Pull out every one of the rows below and reproduce each line word for word, with nothing added or changed.
===== Excerpted data =====
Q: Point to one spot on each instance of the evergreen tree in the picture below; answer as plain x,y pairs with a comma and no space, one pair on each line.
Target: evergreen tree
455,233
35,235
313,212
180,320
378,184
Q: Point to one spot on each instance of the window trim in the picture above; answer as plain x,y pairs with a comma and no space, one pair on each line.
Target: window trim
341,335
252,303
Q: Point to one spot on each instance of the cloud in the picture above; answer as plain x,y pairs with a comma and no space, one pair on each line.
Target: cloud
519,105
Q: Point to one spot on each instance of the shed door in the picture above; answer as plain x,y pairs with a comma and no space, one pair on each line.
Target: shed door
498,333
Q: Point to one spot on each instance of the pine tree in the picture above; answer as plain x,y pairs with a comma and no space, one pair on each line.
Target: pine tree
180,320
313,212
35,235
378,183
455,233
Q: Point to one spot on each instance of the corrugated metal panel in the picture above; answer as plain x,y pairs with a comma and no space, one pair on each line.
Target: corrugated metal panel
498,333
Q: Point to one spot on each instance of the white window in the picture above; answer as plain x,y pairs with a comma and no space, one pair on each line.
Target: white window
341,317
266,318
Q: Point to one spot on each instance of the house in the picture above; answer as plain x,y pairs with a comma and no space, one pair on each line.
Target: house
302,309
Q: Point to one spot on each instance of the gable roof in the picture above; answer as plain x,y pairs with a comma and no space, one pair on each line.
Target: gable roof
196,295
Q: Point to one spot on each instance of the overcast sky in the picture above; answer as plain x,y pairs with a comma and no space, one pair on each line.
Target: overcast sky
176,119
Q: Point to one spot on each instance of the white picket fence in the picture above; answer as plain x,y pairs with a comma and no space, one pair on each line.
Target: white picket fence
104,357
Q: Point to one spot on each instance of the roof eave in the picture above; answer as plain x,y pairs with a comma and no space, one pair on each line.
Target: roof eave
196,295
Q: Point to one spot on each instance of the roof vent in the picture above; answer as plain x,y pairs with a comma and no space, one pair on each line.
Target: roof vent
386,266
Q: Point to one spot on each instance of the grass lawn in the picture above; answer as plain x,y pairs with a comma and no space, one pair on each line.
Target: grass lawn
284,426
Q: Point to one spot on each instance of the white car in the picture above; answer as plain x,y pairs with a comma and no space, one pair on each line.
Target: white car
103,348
=====
Answer to this exercise:
Q: Point to one spot on each instance of the evergreen tree in the picture below; answer as plain x,y pairs with a comma and no space, one pair on each line.
Target: evergreen tree
455,233
35,235
313,212
180,320
378,184
Q: Point to one spot on each instance of the window trim in the picture above; answer as plain x,y pairs with a comma and no space, one pair on each line.
Target: window trim
341,335
252,303
Q: Point to one spot on each instance of the cloud in the picture above; answer as plain x,y pairs with a comma and no space, one pair on each line.
Target: cloud
519,105
Q: Point to one spot on each instance of the shed door in the picture above; answer as plain x,y pairs with a comma and no space, one pair on each line.
Target: shed door
498,333
Q: Point to one spot on each instance of the pine tree in the picture above; answer as plain x,y pairs with a comma and no space, one pair on each line.
Target: pine tree
180,320
313,212
35,235
378,183
455,233
Q: Point to one spot on each instance of the corrugated metal panel in the picture above; answer as plain x,y pairs with a comma and no space, one pair on each line.
Target: corrugated metal panel
498,333
Q: Point to one spot on each instance of the white window in the picture above; answer as plain x,y pairs with a comma and no space, one pair on each line.
Target: white window
341,317
266,318
Q: Point to one spot on each instance of the house in the picture above; answer as plain x,y pairs with a comma and no space, one pair on each line.
Target: house
302,309
Q: Point to one spot on each instance of the gable roof in the picture above; answer as plain x,y pairs with a comma and no space, one pair on each line.
Target: gable roof
196,295
Q: Point to one spot on each instance of the overcast sky in the picture above; answer as plain x,y pairs with a comma and no space, one pair on each line.
Target: overcast sky
176,119
Q: Point to one spot on each instance of the white picket fence in the picture above; answer as plain x,y pairs with a comma and no space, one pair on each line.
Target: white picket fence
104,357
Q: Point to one spot on each instance of the roof eave in the picture above; answer as plain x,y pairs with a comma and no space, one pair on each line.
Target: roof eave
196,295
Q: Point to one spot on each instance of the roof vent in the picture above; answer as plain x,y pairs with a comma and no space, one pair on each line.
Target: roof vent
386,266
Q: Point to one spot on each instance of the grass lawn in the picture above; answer as plain x,y pairs with a comma and no space, one pair on each line.
Target: grass lawn
284,426
Q: Point to one spot on each instance of the white car in the picture above; answer as plain x,y pairs with a comma and no space, one pair on each line.
Target: white car
103,348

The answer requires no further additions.